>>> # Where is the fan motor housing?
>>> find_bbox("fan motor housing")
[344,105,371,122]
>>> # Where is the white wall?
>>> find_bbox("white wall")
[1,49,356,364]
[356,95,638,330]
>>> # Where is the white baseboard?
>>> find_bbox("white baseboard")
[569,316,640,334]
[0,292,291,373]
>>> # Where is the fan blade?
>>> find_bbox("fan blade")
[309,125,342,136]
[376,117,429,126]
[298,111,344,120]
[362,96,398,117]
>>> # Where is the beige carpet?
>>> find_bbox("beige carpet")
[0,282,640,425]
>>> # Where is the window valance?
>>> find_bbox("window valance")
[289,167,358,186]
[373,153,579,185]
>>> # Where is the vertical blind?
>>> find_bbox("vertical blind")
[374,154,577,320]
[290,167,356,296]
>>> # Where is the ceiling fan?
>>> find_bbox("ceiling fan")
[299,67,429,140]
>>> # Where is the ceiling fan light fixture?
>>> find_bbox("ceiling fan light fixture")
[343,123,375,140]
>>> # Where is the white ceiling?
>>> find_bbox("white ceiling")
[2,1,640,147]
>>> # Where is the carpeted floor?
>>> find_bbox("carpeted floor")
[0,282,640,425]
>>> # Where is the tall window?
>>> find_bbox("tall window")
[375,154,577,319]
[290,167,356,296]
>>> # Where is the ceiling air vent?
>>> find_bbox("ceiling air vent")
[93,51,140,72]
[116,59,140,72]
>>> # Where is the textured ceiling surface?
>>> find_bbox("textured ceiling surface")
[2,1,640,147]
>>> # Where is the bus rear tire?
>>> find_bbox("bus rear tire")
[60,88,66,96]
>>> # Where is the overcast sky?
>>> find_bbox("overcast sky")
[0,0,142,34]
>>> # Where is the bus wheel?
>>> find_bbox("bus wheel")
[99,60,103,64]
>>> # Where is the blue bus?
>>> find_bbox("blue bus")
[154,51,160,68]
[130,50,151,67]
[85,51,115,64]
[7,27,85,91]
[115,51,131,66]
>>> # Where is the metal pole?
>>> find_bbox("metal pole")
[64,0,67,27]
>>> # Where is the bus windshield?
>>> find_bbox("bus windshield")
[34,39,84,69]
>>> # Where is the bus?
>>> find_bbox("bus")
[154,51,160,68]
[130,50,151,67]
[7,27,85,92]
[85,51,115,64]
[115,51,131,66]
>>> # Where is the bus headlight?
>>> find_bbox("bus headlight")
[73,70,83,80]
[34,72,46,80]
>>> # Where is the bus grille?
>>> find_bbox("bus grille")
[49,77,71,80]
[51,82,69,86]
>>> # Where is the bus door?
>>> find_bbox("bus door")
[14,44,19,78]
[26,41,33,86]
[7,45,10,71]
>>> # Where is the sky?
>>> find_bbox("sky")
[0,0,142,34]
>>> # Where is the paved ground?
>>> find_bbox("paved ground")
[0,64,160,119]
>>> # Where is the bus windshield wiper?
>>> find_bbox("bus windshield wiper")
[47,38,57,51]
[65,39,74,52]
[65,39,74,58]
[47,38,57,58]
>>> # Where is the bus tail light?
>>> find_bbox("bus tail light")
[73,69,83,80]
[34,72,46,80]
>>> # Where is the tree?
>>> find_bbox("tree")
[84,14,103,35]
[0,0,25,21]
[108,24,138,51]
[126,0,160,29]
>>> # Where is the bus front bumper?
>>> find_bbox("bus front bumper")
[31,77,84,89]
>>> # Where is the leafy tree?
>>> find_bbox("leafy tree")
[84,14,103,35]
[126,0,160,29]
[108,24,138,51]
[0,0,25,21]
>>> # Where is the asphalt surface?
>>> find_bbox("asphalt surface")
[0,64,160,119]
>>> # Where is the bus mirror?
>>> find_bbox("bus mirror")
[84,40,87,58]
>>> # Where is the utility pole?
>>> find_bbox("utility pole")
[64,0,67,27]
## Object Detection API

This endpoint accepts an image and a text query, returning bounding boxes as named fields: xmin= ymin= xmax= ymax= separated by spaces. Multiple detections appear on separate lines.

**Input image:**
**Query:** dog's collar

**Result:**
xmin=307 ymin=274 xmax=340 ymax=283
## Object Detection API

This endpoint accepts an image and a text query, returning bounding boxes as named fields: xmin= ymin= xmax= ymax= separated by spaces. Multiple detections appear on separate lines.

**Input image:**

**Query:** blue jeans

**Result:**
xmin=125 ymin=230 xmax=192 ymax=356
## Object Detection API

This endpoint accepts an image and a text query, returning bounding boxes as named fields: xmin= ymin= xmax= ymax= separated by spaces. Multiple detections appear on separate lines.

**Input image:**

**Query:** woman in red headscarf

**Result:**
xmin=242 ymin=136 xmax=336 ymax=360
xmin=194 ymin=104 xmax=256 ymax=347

> Goal
Render all the items above as a Markdown table with the columns Row and Line, one numbered row per line and blank lines omitted.

> Finished exercise
| Row | Line |
|---|---|
| 1 | >>> # Where is the fan motor housing? |
| 2 | >>> find_bbox("fan motor housing") |
| 3 | [344,105,371,122] |
| 4 | >>> # Where is the white wall? |
| 5 | >>> find_bbox("white wall") |
| 6 | [1,49,356,364] |
| 7 | [356,95,638,330] |
| 8 | >>> # Where is the white baseboard? |
| 9 | >>> find_bbox("white baseboard") |
| 10 | [569,316,640,334] |
| 11 | [0,292,291,373] |
| 12 | >>> # Where is the fan blade? |
| 13 | >>> find_bbox("fan blade") |
| 14 | [309,125,342,136] |
| 15 | [376,117,429,126] |
| 16 | [298,111,344,120] |
| 17 | [362,96,398,117] |
| 18 | >>> # Where is the beige carpet? |
| 19 | >>> find_bbox("beige carpet") |
| 20 | [0,282,640,425] |
| 21 | >>> # Where is the window valance? |
| 22 | >>> find_bbox("window valance") |
| 23 | [289,167,358,186] |
| 24 | [373,153,579,185] |
| 25 | >>> # Where is the vertical blind? |
| 26 | >>> find_bbox("vertical blind") |
| 27 | [374,154,577,320] |
| 28 | [290,167,356,296] |
| 29 | >>> # Where is the ceiling fan? |
| 30 | >>> find_bbox("ceiling fan") |
| 31 | [299,67,429,140] |
| 32 | >>> # Where is the ceiling fan light fixture? |
| 33 | >>> find_bbox("ceiling fan light fixture") |
| 34 | [343,123,375,140] |
| 35 | >>> # Where is the white ceiling? |
| 36 | >>> find_bbox("white ceiling") |
| 37 | [2,1,640,147] |
| 38 | >>> # Where is the carpeted floor? |
| 39 | >>> find_bbox("carpeted floor") |
| 40 | [0,282,640,425] |
| 41 | >>> # Where is the tall window? |
| 42 | >>> find_bbox("tall window") |
| 43 | [375,154,577,319] |
| 44 | [290,167,356,296] |
| 45 | >>> # Where is the ceiling air vent? |
| 46 | >>> find_bbox("ceiling air vent") |
| 47 | [93,51,140,72] |
| 48 | [116,59,140,72] |
| 49 | >>> # Where is the textured ceiling surface? |
| 50 | >>> find_bbox("textured ceiling surface") |
| 51 | [2,1,640,147] |
| 52 | >>> # Where is the bus rear tire? |
| 53 | >>> find_bbox("bus rear tire") |
| 54 | [60,88,66,96] |
| 55 | >>> # Where is the overcast sky? |
| 56 | >>> find_bbox("overcast sky") |
| 57 | [0,0,142,34] |
| 58 | >>> # Where is the bus wheel? |
| 59 | >>> find_bbox("bus wheel") |
| 60 | [99,60,103,64] |
| 61 | >>> # Where is the blue bus? |
| 62 | >>> find_bbox("blue bus") |
| 63 | [154,51,160,68] |
| 64 | [130,50,151,67] |
| 65 | [85,51,115,64] |
| 66 | [7,27,85,91] |
| 67 | [115,51,131,66] |
| 68 | >>> # Where is the metal pole? |
| 69 | >>> find_bbox("metal pole") |
| 70 | [64,0,67,27] |
| 71 | >>> # Where is the bus windshield? |
| 72 | >>> find_bbox("bus windshield") |
| 73 | [34,39,84,69] |
| 74 | >>> # Where is the bus? |
| 75 | >>> find_bbox("bus") |
| 76 | [154,51,160,68] |
| 77 | [130,50,151,67] |
| 78 | [7,27,85,92] |
| 79 | [85,51,115,64] |
| 80 | [115,51,131,66] |
| 81 | >>> # Where is the bus headlight? |
| 82 | >>> find_bbox("bus headlight") |
| 83 | [73,70,83,80] |
| 84 | [34,72,46,80] |
| 85 | >>> # Where is the bus grille? |
| 86 | >>> find_bbox("bus grille") |
| 87 | [49,77,71,80] |
| 88 | [51,82,69,86] |
| 89 | >>> # Where is the bus door? |
| 90 | >>> find_bbox("bus door") |
| 91 | [14,44,19,78] |
| 92 | [26,41,33,86] |
| 93 | [7,45,10,71] |
| 94 | >>> # Where is the sky? |
| 95 | >>> find_bbox("sky") |
| 96 | [0,0,142,34] |
| 97 | >>> # Where is the paved ground? |
| 98 | >>> find_bbox("paved ground") |
| 99 | [0,64,160,119] |
| 100 | >>> # Where is the bus windshield wiper? |
| 101 | >>> find_bbox("bus windshield wiper") |
| 102 | [47,38,57,51] |
| 103 | [65,39,74,52] |
| 104 | [65,39,74,58] |
| 105 | [47,38,57,58] |
| 106 | >>> # Where is the bus tail light? |
| 107 | >>> find_bbox("bus tail light") |
| 108 | [73,69,83,80] |
| 109 | [34,72,46,80] |
| 110 | >>> # Where is the tree? |
| 111 | >>> find_bbox("tree") |
| 112 | [84,14,103,35] |
| 113 | [0,0,25,21] |
| 114 | [108,24,138,51] |
| 115 | [126,0,160,29] |
| 116 | >>> # Where is the bus front bumper? |
| 117 | >>> find_bbox("bus front bumper") |
| 118 | [31,77,84,89] |
| 119 | >>> # Where is the leafy tree? |
| 120 | >>> find_bbox("leafy tree") |
| 121 | [84,14,103,35] |
| 122 | [126,0,160,29] |
| 123 | [108,24,138,51] |
| 124 | [0,0,25,21] |
| 125 | >>> # Where is the asphalt surface? |
| 126 | >>> find_bbox("asphalt surface") |
| 127 | [0,64,160,119] |
| 128 | >>> # Where is the bus mirror? |
| 129 | >>> find_bbox("bus mirror") |
| 130 | [84,40,87,58] |
| 131 | >>> # Where is the utility pole? |
| 132 | >>> find_bbox("utility pole") |
| 133 | [64,0,67,27] |
| 134 | ## Object Detection API |
| 135 | This endpoint accepts an image and a text query, returning bounding boxes as named fields: xmin= ymin= xmax= ymax= separated by spaces. Multiple detections appear on separate lines. |
| 136 | **Input image:** |
| 137 | **Query:** dog's collar |
| 138 | **Result:** |
| 139 | xmin=307 ymin=274 xmax=340 ymax=283 |
| 140 | ## Object Detection API |
| 141 | This endpoint accepts an image and a text query, returning bounding boxes as named fields: xmin= ymin= xmax= ymax= separated by spaces. Multiple detections appear on separate lines. |
| 142 | **Input image:** |
| 143 | **Query:** blue jeans |
| 144 | **Result:** |
| 145 | xmin=125 ymin=230 xmax=192 ymax=356 |
| 146 | ## Object Detection API |
| 147 | This endpoint accepts an image and a text query, returning bounding boxes as named fields: xmin= ymin= xmax= ymax= separated by spaces. Multiple detections appear on separate lines. |
| 148 | **Input image:** |
| 149 | **Query:** woman in red headscarf |
| 150 | **Result:** |
| 151 | xmin=242 ymin=136 xmax=336 ymax=360 |
| 152 | xmin=194 ymin=104 xmax=256 ymax=347 |